Excerpted text
========================================================================

We first replace the single coordinate $q(t)$ by a set of spacetime-dependent fields ${\mathrm{\Phi }}^i(x^{\mu })$, and the action becomes a functional of these fields. Such fields could be, for example, electric or magnetic fields, or gravitational fields, or scalar fields (like the Higgs field) and so on… in any case, $i$ labels individual fields. A functional is a function of an infinite number of variables – in this case, the values of a field at each point in spacetime.

The Lagrangian can now be expressed as an integral over the space of a Lagrangian density, $ℒ$, which is a function of the fields ${\mathrm{\Phi }}^i$ and their spacetime derivatives ${\partial }_{\mu }{\mathrm{\Phi }}^i$:

$$L=\int d^{3}xℒ({\mathrm{\Phi }}^i,{\partial }_{\mu }{\mathrm{\Phi }}^i).$$

(217)

Then the action becomes,

$$S=\int 𝑑tL=\int d^{4}xℒ({\mathrm{\Phi }}^i,{\partial }_{\mu }{\mathrm{\Phi }}^i).$$

(218)

We should note in passing that, if we’re to have a hope of building a coordinate-independent theory, we need to make sure that $S$ is independent of coordinate system. We will adopt this as a requirement.

The Euler-Lagrange equations, just like when we considered them for individual particles, come from requiring that $S$ be invariant under small variations – but this time around, variations of the field:

$${\mathrm{\Phi }}^i\to {\mathrm{\Phi }}^i+\delta {\mathrm{\Phi }}^i,{\partial }_{\mu }{\mathrm{\Phi }}^i\to {\partial }_{\mu }{\mathrm{\Phi }}^i+\delta ({\partial }_{\mu }{\mathrm{\Phi }}^i)={\partial }_{\mu }{\mathrm{\Phi }}^i+{\partial }_{\mu }(\delta {\mathrm{\Phi }}^i).$$

(219)

========================================================================

Stated problem 1
Answer from the excerpt on field Lagrangians:
(a) What is a functional?
(b) What does the index $i$ label?
(c) What requirement is adopted for the action $S$?
The excerpt on field Lagrangians and the records that follow it are unrelated material.

========================================================================

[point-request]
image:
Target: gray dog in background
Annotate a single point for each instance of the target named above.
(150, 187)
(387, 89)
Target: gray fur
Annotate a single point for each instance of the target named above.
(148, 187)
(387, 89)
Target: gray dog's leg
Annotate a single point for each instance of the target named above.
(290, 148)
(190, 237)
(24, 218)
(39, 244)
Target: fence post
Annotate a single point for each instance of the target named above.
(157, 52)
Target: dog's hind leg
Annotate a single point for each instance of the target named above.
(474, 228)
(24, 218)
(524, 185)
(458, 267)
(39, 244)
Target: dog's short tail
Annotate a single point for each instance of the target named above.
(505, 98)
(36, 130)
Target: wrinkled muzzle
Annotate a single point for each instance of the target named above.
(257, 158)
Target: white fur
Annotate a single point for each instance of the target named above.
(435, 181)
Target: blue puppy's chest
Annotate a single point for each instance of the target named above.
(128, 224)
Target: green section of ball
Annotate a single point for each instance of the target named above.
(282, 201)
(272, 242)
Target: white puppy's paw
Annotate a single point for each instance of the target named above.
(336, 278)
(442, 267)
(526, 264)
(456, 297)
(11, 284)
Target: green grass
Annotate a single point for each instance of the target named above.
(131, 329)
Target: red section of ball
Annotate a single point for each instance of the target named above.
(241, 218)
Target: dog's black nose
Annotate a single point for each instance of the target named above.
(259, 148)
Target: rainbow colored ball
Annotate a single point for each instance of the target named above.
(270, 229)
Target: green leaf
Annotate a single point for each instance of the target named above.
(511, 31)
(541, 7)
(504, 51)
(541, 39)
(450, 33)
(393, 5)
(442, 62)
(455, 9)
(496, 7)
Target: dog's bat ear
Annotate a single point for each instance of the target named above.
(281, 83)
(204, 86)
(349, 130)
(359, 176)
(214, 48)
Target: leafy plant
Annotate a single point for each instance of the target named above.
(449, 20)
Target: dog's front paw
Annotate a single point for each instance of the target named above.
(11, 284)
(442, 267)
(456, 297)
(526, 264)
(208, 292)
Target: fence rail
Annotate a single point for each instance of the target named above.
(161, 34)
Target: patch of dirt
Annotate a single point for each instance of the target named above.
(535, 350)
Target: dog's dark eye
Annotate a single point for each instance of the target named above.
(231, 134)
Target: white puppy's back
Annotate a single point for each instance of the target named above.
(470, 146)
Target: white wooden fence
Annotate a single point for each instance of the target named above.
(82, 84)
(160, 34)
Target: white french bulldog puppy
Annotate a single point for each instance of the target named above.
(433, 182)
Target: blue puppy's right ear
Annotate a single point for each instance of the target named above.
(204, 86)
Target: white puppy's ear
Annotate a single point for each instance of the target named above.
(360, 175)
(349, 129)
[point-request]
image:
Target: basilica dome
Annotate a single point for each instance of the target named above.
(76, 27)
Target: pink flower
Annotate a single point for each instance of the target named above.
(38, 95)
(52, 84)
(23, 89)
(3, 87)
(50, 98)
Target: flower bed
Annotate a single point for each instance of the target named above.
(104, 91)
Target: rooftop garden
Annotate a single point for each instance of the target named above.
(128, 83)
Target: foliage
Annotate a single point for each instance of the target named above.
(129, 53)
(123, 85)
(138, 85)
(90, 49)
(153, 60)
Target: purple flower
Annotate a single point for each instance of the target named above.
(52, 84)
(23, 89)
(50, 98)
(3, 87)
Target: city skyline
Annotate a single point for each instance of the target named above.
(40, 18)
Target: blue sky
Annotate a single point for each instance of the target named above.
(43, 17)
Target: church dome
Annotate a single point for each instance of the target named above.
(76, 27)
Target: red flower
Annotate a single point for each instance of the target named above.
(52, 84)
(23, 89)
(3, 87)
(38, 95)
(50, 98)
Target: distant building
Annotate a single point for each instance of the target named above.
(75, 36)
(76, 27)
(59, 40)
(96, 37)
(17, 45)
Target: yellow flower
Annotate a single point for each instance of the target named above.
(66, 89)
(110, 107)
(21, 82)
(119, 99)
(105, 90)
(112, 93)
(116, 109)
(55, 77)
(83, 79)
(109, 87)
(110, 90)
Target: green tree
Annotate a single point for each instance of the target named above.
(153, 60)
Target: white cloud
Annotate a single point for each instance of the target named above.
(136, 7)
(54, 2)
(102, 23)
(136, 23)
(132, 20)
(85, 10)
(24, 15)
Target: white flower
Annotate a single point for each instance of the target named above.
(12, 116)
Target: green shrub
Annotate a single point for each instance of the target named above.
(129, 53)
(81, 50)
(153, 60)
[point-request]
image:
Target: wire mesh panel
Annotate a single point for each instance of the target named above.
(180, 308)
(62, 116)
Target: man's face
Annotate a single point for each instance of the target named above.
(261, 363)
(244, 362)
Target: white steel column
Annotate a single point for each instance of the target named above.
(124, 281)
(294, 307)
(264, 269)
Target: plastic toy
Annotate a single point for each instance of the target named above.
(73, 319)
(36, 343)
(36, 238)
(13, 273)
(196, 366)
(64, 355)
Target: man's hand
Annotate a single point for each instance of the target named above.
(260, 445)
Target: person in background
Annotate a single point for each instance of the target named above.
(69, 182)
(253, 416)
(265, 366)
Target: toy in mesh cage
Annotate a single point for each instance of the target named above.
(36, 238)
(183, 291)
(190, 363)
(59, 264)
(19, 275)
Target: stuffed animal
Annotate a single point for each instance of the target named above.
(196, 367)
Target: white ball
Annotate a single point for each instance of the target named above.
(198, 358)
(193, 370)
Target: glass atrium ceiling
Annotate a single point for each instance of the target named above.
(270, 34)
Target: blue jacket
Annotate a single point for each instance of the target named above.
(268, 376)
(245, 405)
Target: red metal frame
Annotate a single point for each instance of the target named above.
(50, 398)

========================================================================

Stated problem 2
Extract every line of the records that contains the string "fence", matching case.

Right answer 1
(a) A function of an infinite number of variables, here the values of a field at each point in spacetime.
(b) Individual fields.
(c) $S$ must be independent of coordinate system.

Right answer 2
Target: fence post
Target: fence rail
Target: white wooden fence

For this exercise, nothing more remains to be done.